PASSAGE SHOWN:
Edit: The Eigenvalues of $M_n(1)$.

Let $e_1,\ldots,e_n$ be the canonical basis of $\mathbb C^n$. Let $\eta_k=\sum_{\ell=1}^n\sin\frac{k\ell\pi}{n+1}\,e_\ell$, $k=1,\ldots,n$. Then

\begin{align*} M_n(1)\eta_k &=\sum_{s=1}^{n-1}\sin\frac{sk\pi}{n+1}\,e_{s+1}+\sum_{s=2}^{n}\sin\frac{sk\pi}{n+1}\,e_{s-1} \abajo &=\sin\frac{2k\pi}{n+1}\,e_1+\sum_{s=2}^{n-1}\left(\sin\frac{(s-1)k\pi}{n+1}+\sin\frac{(s+1)k\pi}{n+1}\right)\,e_{s} +\sin\frac{(n-1)k\pi}{n+1}\,e_{n} \abajo &=2\cos\frac{k\pi}{n+1}\sin\frac{k\pi}{n+1}\,e_1+\sum_{s=2}^{n-1}2\cos\frac{k\pi}{n+1}\sin\frac{sk\pi}{n+1}\,e_s+2\cos\frac{k\pi}{n+1}\sin\frac{nk\pi}{n+1}\abajo &=2\cos\frac{k\pi}{n+1}\,\eta_k. \end{align*} All the above requires is the sine of a sum formula.

RECORD EXCERPTS:
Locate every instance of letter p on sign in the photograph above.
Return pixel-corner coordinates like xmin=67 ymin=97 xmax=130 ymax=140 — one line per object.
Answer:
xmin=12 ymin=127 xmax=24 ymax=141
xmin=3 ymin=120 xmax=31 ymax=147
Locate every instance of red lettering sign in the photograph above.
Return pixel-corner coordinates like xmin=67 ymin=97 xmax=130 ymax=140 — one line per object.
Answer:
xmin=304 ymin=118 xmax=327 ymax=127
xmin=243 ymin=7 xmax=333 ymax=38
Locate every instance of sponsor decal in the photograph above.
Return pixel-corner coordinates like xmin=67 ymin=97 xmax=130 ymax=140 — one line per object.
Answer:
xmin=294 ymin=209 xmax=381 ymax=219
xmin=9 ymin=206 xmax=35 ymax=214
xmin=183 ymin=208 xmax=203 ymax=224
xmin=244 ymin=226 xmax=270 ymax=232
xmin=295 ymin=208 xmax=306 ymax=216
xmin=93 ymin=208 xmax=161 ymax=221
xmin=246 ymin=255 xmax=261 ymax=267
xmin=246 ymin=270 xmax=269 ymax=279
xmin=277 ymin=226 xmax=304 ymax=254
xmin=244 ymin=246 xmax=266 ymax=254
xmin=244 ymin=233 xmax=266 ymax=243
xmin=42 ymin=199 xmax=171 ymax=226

THE PROBLEM:
According to the eigenvalue passage, what is the only thing the computation of $M_n(1)\eta_k$ requires?

RESULT FOR THIS TASK:
The sine of a sum formula.